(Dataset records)
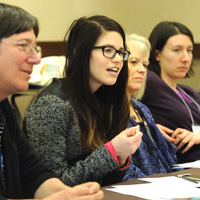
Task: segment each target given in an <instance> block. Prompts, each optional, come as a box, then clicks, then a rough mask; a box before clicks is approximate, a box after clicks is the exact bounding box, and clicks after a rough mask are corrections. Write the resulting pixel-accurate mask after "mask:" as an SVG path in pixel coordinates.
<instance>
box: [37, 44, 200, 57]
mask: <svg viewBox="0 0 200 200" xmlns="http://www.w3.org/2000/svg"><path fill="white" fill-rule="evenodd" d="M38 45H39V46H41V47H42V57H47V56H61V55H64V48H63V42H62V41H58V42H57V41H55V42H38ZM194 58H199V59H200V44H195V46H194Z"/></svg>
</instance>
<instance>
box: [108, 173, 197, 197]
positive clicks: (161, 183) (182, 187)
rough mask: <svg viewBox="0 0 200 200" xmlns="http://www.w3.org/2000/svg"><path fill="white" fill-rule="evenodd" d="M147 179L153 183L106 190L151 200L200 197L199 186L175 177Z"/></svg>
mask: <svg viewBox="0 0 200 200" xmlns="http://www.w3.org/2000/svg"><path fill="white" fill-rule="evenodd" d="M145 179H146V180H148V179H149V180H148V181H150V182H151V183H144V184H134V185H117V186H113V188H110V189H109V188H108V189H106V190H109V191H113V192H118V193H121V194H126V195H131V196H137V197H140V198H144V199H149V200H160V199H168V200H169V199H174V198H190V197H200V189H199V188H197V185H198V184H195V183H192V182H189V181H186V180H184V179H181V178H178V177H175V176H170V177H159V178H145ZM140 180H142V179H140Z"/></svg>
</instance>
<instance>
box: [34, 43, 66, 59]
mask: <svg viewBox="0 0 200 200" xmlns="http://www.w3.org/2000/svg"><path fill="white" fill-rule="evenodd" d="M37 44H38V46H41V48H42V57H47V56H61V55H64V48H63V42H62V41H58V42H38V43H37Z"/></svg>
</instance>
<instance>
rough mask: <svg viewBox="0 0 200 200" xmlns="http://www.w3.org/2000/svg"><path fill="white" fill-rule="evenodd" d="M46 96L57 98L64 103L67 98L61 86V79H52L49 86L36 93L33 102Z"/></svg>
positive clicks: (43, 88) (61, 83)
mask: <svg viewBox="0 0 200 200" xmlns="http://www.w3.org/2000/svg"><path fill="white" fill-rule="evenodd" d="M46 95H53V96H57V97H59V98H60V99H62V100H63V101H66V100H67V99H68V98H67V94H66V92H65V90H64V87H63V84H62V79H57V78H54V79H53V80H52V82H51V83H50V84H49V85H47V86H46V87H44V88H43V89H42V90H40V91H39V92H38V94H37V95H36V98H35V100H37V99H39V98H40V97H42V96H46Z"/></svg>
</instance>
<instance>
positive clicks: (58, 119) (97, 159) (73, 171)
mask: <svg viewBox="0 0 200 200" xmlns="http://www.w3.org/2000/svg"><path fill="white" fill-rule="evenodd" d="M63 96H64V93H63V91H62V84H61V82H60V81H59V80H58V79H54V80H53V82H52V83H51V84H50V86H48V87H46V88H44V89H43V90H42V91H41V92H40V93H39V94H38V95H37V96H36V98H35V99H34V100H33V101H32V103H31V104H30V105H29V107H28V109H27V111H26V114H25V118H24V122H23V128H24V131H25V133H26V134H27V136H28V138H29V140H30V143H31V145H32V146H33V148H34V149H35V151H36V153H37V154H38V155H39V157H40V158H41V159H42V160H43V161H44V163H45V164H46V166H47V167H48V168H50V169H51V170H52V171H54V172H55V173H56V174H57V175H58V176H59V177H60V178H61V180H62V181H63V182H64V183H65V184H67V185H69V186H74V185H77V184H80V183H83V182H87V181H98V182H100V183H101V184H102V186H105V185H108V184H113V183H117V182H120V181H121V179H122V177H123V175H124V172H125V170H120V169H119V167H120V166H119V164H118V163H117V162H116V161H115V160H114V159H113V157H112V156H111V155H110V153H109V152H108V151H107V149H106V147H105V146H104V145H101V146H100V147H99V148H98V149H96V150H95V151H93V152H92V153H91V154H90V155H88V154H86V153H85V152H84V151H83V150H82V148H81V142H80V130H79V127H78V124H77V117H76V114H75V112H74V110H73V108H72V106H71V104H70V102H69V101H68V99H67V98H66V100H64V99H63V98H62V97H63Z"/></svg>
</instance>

WHAT YOU WILL DO: Copy every line of the records above word for word, leaving out the pictures.

RESULT:
Task: segment each target given in an <instance> block. Prompts, each optional, come as a box, then clicks, then a rough mask; a box before clicks is approximate, a box after clicks is the exact bounding box, and clicks after a rough mask are corrections. Write the resulting pixel-accurate mask after "mask:" as an SVG path in pixel coordinates.
<instance>
box: [37, 44, 200, 57]
mask: <svg viewBox="0 0 200 200" xmlns="http://www.w3.org/2000/svg"><path fill="white" fill-rule="evenodd" d="M38 45H39V46H41V47H42V57H47V56H61V55H64V48H63V42H62V41H58V42H57V41H55V42H38ZM194 58H199V59H200V44H195V46H194Z"/></svg>
</instance>
<instance>
box: [108, 173, 197, 197]
positive clicks: (161, 183) (182, 187)
rough mask: <svg viewBox="0 0 200 200" xmlns="http://www.w3.org/2000/svg"><path fill="white" fill-rule="evenodd" d="M147 179L153 183L106 190L151 200L200 197L199 186L175 177Z"/></svg>
mask: <svg viewBox="0 0 200 200" xmlns="http://www.w3.org/2000/svg"><path fill="white" fill-rule="evenodd" d="M145 179H146V180H148V179H149V180H148V181H150V182H151V183H144V184H134V185H117V186H113V188H110V189H109V188H108V189H106V190H109V191H113V192H118V193H121V194H126V195H131V196H137V197H140V198H144V199H149V200H160V199H168V200H169V199H174V198H190V197H200V189H199V188H197V185H198V184H195V183H192V182H189V181H186V180H184V179H181V178H178V177H175V176H170V177H159V178H145ZM140 180H142V179H140Z"/></svg>
</instance>
<instance>
box: [34, 43, 66, 59]
mask: <svg viewBox="0 0 200 200" xmlns="http://www.w3.org/2000/svg"><path fill="white" fill-rule="evenodd" d="M37 44H38V46H41V48H42V57H47V56H61V55H64V48H63V42H62V41H58V42H38V43H37Z"/></svg>
</instance>
<instance>
rough mask: <svg viewBox="0 0 200 200" xmlns="http://www.w3.org/2000/svg"><path fill="white" fill-rule="evenodd" d="M46 96L57 98L64 103L67 98L61 86V79H52L49 86L36 93L33 102Z"/></svg>
positive clicks: (43, 88) (61, 83)
mask: <svg viewBox="0 0 200 200" xmlns="http://www.w3.org/2000/svg"><path fill="white" fill-rule="evenodd" d="M46 95H53V96H57V97H59V98H60V99H62V100H63V101H66V100H67V99H68V98H67V94H66V92H65V90H64V87H63V84H62V79H57V78H54V79H53V80H52V82H51V83H50V84H49V85H47V86H46V87H44V88H43V89H42V90H40V91H39V92H38V94H37V95H36V98H35V100H37V99H39V98H40V97H42V96H46Z"/></svg>
</instance>
<instance>
positive clicks: (58, 119) (97, 159) (73, 171)
mask: <svg viewBox="0 0 200 200" xmlns="http://www.w3.org/2000/svg"><path fill="white" fill-rule="evenodd" d="M63 96H64V93H63V91H62V84H61V82H60V81H59V80H58V79H54V80H53V82H52V83H51V84H50V86H48V87H46V88H44V89H43V90H42V91H41V92H40V93H39V94H38V95H37V96H36V98H35V99H34V100H33V101H32V103H31V104H30V105H29V107H28V109H27V111H26V114H25V118H24V122H23V128H24V131H25V133H26V134H27V136H28V138H29V140H30V143H31V145H32V146H33V148H34V149H35V151H36V153H37V154H38V155H39V157H40V158H41V159H42V160H43V161H44V163H45V164H46V166H47V167H48V168H50V169H51V170H52V171H54V172H55V173H56V174H57V175H58V176H59V177H60V178H61V180H62V181H63V182H64V183H65V184H67V185H69V186H74V185H77V184H80V183H83V182H87V181H98V182H100V183H101V184H102V186H105V185H108V184H113V183H117V182H120V181H121V179H122V177H123V175H124V172H125V170H120V169H119V167H120V166H119V164H118V163H117V162H116V161H115V160H114V159H113V157H112V156H111V155H110V153H109V152H108V151H107V149H106V147H105V146H104V145H101V146H100V147H99V148H98V149H96V150H95V151H93V152H92V153H91V154H90V155H88V154H86V153H85V152H84V151H83V150H82V148H81V142H80V130H79V127H78V124H77V117H76V114H75V112H74V110H73V108H72V106H71V104H70V102H69V101H68V99H67V98H66V100H64V99H63V98H62V97H63Z"/></svg>
</instance>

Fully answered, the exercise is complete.